== YOUR GOAL ==
Line by line, reproduce the records exactly.

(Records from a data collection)
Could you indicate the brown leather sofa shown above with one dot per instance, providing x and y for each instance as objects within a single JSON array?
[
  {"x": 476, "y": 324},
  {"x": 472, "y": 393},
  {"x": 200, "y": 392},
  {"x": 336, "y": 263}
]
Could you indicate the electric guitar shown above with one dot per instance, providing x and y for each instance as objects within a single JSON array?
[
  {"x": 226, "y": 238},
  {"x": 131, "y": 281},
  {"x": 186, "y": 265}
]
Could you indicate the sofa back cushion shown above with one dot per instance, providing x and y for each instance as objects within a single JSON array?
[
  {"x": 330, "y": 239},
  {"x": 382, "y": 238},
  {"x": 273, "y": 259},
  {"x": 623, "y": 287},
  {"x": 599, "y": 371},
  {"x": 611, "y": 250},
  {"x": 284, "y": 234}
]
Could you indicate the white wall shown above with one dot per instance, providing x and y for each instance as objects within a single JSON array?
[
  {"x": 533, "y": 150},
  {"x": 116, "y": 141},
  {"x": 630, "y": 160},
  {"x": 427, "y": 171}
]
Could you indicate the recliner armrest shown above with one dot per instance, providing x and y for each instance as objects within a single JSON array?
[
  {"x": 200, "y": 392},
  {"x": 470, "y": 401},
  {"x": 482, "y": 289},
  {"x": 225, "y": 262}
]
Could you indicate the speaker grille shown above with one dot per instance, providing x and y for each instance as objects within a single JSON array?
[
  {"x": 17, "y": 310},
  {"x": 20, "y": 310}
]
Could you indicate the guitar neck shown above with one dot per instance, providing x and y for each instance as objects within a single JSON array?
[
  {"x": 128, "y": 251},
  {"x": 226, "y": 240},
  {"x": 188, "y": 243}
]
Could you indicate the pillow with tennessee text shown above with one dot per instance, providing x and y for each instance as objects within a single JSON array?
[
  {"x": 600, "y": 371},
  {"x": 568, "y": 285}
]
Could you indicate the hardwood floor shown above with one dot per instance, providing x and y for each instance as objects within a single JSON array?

== EXERCISE RESULT ==
Could you indicate the brown leather sofa shown above with one dot per instance, providing x and y for each instance as objects within a single JSON array?
[
  {"x": 476, "y": 324},
  {"x": 472, "y": 393},
  {"x": 200, "y": 392},
  {"x": 336, "y": 263}
]
Could you indicate the electric guitar shown above with one dot per instance, providing x and y for each instance as objects within a single JSON array?
[
  {"x": 226, "y": 238},
  {"x": 131, "y": 281},
  {"x": 186, "y": 265}
]
Could you indicate the sofa back cushion shown above with one dot per instance, providing x and y for each instance as objects within a single JSON array?
[
  {"x": 330, "y": 239},
  {"x": 382, "y": 238},
  {"x": 273, "y": 259},
  {"x": 623, "y": 287},
  {"x": 599, "y": 371},
  {"x": 611, "y": 250},
  {"x": 284, "y": 234}
]
Could you indicate the white wall shown above with one dot per instance, providing x and y for each instance as objects within a single JSON array?
[
  {"x": 533, "y": 150},
  {"x": 116, "y": 141},
  {"x": 630, "y": 160},
  {"x": 427, "y": 171}
]
Could you indicate the recliner armrest shown above with one dot per instance, providing x and y for each instance as objects within a single JSON array?
[
  {"x": 200, "y": 392},
  {"x": 470, "y": 401},
  {"x": 482, "y": 289},
  {"x": 225, "y": 262}
]
Could you indicate the speaker grille shown above with one dot per instance, providing x and y for each instance as objects within a single JSON array?
[
  {"x": 17, "y": 310},
  {"x": 20, "y": 310}
]
Could you indicate the guitar neck shown above with one dot per instance, providing x and y for each instance as objects within a single JSON array?
[
  {"x": 128, "y": 251},
  {"x": 226, "y": 240},
  {"x": 188, "y": 243}
]
Could you indicate the pillow with tennessee text shown above with one dot per instance, providing x and y for each instance as objects within a single JSON array?
[
  {"x": 600, "y": 371},
  {"x": 568, "y": 285}
]
Could you indicate the hardwood floor shown above with one dot per instance, providing x and y for each instance as objects within a single JSON array?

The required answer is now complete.